_MATERIALS PROVIDED_
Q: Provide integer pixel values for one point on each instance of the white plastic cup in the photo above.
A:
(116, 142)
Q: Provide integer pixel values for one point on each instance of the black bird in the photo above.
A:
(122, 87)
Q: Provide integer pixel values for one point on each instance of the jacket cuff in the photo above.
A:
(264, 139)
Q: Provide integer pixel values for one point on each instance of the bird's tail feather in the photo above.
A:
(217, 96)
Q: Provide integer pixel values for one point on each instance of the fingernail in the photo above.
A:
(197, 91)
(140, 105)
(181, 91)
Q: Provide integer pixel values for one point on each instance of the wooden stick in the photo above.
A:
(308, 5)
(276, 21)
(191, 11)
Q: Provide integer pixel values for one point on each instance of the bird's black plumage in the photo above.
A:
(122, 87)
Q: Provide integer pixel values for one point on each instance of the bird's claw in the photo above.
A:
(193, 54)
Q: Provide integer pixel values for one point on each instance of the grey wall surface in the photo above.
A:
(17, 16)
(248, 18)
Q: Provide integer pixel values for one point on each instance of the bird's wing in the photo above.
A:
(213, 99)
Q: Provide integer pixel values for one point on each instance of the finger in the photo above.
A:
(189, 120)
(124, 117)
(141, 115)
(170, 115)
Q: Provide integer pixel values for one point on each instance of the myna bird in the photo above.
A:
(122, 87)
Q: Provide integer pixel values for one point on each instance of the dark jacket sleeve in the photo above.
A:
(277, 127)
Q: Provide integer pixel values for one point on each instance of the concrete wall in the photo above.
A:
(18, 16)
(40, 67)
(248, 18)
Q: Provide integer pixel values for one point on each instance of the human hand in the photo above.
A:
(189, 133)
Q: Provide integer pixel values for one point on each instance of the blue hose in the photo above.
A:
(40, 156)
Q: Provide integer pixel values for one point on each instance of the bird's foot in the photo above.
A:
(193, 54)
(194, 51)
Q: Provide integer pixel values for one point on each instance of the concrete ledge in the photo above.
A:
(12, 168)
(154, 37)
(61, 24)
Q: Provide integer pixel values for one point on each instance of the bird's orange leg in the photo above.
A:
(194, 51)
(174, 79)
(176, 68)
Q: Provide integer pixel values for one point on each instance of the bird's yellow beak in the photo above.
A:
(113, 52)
==
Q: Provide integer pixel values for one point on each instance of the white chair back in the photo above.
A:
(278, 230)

_SET PROBLEM_
Pick out every line of the data above that contains the word "jacket", and copy each one.

_WORKED ANSWER_
Q: Provide integer pixel values for one point on each instance of the jacket cuff in the photo above.
Q: Provide integer pixel values for one point on each instance of the dark jacket sleeve in the photo above.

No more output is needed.